» **WRITTEN TASK**
Return the line containing "the police car" and all lines after it exactly; stop at the end of the material.

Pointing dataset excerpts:
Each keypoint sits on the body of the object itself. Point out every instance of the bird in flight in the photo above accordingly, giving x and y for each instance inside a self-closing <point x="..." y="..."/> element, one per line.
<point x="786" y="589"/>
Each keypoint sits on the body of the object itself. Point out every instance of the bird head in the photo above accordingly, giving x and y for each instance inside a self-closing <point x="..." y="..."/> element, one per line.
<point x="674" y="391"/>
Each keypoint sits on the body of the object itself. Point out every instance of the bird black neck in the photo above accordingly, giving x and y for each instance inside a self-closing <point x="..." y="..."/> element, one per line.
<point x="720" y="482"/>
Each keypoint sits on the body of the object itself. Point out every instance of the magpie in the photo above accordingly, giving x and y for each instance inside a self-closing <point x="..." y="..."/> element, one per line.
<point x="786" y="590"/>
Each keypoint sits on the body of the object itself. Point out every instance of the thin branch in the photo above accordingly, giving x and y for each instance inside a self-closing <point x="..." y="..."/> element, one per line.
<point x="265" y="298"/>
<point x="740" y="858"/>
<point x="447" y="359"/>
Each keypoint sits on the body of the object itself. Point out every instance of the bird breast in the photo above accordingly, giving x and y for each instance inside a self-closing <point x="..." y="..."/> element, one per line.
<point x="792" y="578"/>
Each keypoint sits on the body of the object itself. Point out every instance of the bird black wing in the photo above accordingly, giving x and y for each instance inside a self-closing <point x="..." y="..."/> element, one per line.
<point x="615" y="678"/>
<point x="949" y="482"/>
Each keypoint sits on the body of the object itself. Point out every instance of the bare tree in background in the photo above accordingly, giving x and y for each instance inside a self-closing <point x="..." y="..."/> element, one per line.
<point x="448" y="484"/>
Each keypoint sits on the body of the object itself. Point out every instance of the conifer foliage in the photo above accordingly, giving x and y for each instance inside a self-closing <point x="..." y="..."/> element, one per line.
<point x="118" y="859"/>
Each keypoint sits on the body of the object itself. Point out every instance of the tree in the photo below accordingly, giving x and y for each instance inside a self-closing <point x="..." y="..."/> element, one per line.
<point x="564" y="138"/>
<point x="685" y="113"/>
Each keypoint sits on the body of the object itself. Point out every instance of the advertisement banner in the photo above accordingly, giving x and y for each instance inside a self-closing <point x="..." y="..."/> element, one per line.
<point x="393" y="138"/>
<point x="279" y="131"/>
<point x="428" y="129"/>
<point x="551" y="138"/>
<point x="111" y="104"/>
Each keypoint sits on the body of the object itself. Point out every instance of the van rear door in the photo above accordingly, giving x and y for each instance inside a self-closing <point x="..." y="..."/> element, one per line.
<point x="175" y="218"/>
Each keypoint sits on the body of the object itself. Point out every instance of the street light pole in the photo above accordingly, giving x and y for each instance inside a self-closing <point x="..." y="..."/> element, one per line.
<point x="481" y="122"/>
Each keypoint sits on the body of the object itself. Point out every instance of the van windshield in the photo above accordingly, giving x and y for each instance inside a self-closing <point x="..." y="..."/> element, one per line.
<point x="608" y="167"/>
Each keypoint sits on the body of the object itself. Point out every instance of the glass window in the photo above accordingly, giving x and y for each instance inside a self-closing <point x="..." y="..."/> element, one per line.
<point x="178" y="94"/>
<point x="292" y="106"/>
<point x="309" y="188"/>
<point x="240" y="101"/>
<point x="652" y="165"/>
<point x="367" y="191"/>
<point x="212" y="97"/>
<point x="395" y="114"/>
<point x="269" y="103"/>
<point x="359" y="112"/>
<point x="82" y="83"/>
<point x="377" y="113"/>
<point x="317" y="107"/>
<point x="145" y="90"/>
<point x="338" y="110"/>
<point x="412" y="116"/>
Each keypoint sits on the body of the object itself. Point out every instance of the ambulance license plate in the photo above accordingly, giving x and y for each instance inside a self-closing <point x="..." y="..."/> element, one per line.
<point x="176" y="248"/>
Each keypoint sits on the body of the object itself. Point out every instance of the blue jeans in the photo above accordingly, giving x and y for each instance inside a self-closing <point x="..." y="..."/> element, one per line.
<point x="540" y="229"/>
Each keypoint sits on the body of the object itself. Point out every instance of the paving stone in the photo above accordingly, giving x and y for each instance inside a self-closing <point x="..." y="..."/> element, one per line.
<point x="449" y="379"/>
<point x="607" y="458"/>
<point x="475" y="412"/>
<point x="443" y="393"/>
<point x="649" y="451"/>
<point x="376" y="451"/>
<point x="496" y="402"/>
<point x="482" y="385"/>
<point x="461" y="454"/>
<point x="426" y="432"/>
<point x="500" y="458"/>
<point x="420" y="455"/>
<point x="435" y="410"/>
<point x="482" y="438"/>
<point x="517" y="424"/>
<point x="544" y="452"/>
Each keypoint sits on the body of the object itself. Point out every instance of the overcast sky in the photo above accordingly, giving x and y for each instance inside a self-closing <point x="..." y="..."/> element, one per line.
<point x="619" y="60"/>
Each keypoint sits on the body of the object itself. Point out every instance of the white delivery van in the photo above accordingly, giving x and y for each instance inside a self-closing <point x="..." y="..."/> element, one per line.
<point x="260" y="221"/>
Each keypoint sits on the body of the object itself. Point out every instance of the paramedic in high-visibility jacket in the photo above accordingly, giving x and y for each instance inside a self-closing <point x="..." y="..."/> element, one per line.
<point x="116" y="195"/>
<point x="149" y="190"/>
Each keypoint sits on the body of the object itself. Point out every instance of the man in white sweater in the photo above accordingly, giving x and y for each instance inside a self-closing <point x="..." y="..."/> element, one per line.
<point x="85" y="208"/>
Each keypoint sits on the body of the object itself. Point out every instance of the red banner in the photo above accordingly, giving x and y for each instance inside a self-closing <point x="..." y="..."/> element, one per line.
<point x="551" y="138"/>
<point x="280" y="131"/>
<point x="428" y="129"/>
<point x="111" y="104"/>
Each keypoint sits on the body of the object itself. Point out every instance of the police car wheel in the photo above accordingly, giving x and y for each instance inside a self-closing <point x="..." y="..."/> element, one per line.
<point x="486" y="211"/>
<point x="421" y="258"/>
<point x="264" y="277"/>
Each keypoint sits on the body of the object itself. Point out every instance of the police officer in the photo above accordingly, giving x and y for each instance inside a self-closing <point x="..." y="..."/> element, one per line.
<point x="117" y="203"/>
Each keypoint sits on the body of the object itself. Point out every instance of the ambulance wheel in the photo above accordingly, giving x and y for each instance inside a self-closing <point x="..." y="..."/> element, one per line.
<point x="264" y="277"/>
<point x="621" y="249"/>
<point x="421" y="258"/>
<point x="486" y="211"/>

» **ANSWER TO THE TASK**
Each keypoint sits on the body of the object itself. Point out every instance of the police car wheel in the photo above accordingly, giving x and y for each instance inside a self-closing <point x="..." y="..."/> element, one per line.
<point x="486" y="211"/>
<point x="421" y="258"/>
<point x="264" y="277"/>
Each keypoint sits on the body of the object itself. Point out every instance of the police officer in the photo above accordingly, giving x and y for each instance inside a self-closing <point x="..." y="..."/> element, one per line.
<point x="117" y="203"/>
Each keypoint sits on the body of the object itself. Point out every instance of the ambulance wheel in the photo above accordingly, giving x and y for each instance inside a self-closing <point x="..." y="..."/> element, one per line.
<point x="264" y="277"/>
<point x="621" y="249"/>
<point x="421" y="258"/>
<point x="486" y="211"/>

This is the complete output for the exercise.